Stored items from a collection

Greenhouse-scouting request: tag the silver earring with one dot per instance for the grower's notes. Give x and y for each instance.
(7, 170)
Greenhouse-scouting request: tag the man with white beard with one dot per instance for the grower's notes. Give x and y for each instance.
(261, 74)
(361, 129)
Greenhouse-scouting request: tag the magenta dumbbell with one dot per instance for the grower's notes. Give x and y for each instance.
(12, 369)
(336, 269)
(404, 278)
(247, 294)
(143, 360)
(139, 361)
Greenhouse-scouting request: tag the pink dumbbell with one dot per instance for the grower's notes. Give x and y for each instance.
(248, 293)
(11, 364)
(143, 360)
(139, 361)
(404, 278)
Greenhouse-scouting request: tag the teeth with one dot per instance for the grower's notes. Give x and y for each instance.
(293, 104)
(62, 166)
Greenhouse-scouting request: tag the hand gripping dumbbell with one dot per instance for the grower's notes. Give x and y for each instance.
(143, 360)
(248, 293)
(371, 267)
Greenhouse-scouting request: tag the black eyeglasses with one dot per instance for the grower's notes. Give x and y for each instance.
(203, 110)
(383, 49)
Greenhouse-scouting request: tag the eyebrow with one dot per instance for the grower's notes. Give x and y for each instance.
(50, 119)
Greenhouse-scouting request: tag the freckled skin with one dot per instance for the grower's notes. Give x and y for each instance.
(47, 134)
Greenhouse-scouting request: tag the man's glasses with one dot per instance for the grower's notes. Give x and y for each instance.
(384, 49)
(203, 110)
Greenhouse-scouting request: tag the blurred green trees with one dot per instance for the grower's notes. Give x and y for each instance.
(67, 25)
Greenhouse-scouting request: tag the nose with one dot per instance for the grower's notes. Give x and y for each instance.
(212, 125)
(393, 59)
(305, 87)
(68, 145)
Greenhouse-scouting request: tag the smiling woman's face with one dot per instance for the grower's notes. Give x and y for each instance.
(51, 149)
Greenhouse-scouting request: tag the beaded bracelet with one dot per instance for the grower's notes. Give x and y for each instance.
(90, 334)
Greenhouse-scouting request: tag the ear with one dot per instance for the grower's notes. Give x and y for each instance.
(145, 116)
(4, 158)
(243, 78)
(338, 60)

— Requirement —
Nothing should appear in the output except the lines from the one with "Greenhouse-scouting request: tag the ear" through the end of the records above, copied exactly.

— Response area —
Greenhouse-scouting request: tag the ear with one dot per instance for the grower's notes. Give x and y for each instance.
(145, 116)
(4, 158)
(243, 78)
(338, 60)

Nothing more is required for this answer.